GIVEN EXERCISE
Rescale the bounding-box coordinates in the data, starting at the beginning of the data and ending at the line that contains "[0,10,399,81]", by multiplying each one by 1.95 and rounding to a whole number, with halves rounded up. Rewrite every line in that span with its text lines unchanged, and output only those lines.

:: ROWS ::

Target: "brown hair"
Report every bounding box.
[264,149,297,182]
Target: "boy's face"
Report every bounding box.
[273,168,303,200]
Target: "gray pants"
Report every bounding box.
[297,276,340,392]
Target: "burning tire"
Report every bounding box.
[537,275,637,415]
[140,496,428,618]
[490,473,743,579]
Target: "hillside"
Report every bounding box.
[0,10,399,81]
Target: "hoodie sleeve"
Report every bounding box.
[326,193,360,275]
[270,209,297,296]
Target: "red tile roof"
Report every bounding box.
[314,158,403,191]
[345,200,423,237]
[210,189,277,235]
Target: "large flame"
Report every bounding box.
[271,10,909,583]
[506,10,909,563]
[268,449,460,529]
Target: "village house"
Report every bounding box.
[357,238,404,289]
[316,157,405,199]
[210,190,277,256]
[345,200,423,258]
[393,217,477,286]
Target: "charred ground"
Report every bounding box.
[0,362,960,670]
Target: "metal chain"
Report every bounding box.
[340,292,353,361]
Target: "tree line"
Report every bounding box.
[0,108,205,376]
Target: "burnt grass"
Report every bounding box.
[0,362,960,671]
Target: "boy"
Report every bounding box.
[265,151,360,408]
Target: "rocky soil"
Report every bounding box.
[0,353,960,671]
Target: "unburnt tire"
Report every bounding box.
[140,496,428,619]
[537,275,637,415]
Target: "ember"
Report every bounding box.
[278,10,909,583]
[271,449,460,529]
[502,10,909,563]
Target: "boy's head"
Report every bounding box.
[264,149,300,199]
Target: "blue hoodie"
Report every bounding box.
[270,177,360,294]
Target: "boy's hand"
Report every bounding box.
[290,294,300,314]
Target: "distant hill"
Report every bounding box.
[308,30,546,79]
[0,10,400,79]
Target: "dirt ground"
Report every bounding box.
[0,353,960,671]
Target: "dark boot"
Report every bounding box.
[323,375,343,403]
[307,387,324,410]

:::

FINISHED EXERCISE
Target: "brown hair"
Report every bounding box.
[515,291,579,355]
Target: "boy's face"
Report every bounding box.
[532,328,591,390]
Target: "gray pants"
Report every bounding box.
[579,538,663,764]
Target: "burning tire"
Report every bounding box.
[1047,536,1242,809]
[273,967,835,1205]
[956,922,1449,1129]
Target: "hillside"
Report every bounding box.
[0,20,778,158]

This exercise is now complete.